SOURCE MATERIAL |
---------------

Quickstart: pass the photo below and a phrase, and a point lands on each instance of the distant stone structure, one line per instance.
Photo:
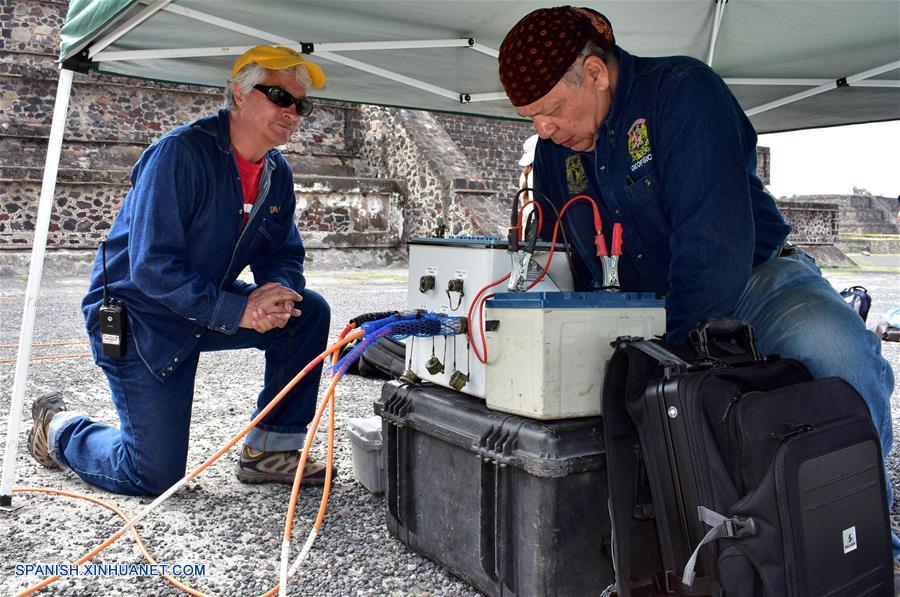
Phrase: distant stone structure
(859, 222)
(366, 177)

---------------

WHAT NEEDS TO BE DONE | Copy the records exactly as they appear, excluding images.

WRITTEN SOLUTION |
Quickstart: pass the photo below and a phrase, and a point lands on each instance of the distant stone structure, one line per instance.
Photo:
Phrase: distant stone structure
(859, 222)
(366, 177)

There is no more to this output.